> **PROBLEM DESCRIPTION**
All records below are to be transcribed exactly, with every picture left out.

──────── SUPPLIED DATA

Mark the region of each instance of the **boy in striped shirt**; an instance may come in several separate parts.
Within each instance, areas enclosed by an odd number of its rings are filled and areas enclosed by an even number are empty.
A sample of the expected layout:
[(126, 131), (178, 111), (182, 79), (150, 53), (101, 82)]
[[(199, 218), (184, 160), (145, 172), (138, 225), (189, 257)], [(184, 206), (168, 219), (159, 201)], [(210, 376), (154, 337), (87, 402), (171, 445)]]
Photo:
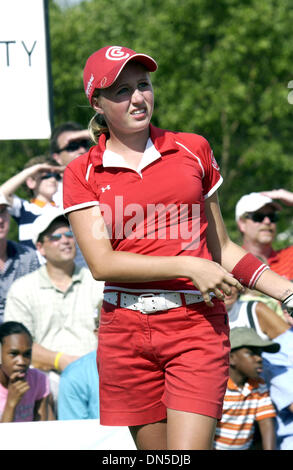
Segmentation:
[(258, 422), (263, 450), (275, 448), (274, 417), (268, 389), (260, 378), (263, 351), (275, 353), (279, 344), (263, 340), (254, 329), (233, 328), (230, 333), (230, 377), (224, 398), (223, 414), (218, 422), (214, 449), (246, 450)]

────────────────

> **EXERCISE RESULT**
Mark the region of each instance of the **boy in striped shirt**; an instance may come in several separate parts.
Within each instance, areas enclosed by an odd number of its rings are filled and areas enclosed by an even number are empty.
A sample of the expected layout:
[(126, 131), (178, 111), (182, 79), (150, 53), (101, 82)]
[[(199, 218), (184, 160), (145, 172), (138, 225), (189, 257)], [(184, 206), (168, 219), (159, 201)], [(210, 376), (154, 337), (87, 402), (171, 445)]]
Photo:
Segmentation:
[(258, 422), (263, 450), (275, 448), (274, 417), (268, 389), (260, 378), (263, 351), (275, 353), (279, 344), (263, 340), (254, 329), (233, 328), (230, 333), (230, 377), (224, 398), (223, 414), (218, 422), (214, 449), (246, 450)]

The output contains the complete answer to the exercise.